** start Data entries **
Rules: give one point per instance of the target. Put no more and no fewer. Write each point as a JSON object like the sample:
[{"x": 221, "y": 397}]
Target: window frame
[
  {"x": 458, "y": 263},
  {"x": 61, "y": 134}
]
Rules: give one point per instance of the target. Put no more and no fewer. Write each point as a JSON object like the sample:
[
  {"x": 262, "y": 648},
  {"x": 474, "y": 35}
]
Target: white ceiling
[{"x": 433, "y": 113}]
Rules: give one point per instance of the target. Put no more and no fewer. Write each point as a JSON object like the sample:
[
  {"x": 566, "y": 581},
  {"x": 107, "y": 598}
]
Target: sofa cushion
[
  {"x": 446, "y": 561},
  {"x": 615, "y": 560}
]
** end Data entries **
(Instructions for the task)
Write out all of these lines again, requests included, but multiply every x and y coordinate in the answers by 2.35 and round to whole numbers, with halves rounding up. Keep the numbers in the requests and their format samples unchanged.

(Exercise response)
Rules: give one point per instance of the target. Put no more and no fewer. Write each point as a JSON object like the sample:
[{"x": 221, "y": 397}]
Target: window frame
[
  {"x": 1076, "y": 618},
  {"x": 143, "y": 315}
]
Rules: give one point per instance of the target. Put no more and no fewer. Write each point as a JSON object like the sample:
[
  {"x": 262, "y": 648},
  {"x": 474, "y": 35}
]
Target: white ceiling
[{"x": 1018, "y": 266}]
Rules: give one point per instance of the target. Put no more and no fewer. Write each point as a JSON object like the sample:
[
  {"x": 566, "y": 581},
  {"x": 107, "y": 598}
]
Target: sofa cushion
[
  {"x": 1048, "y": 1318},
  {"x": 1445, "y": 1316}
]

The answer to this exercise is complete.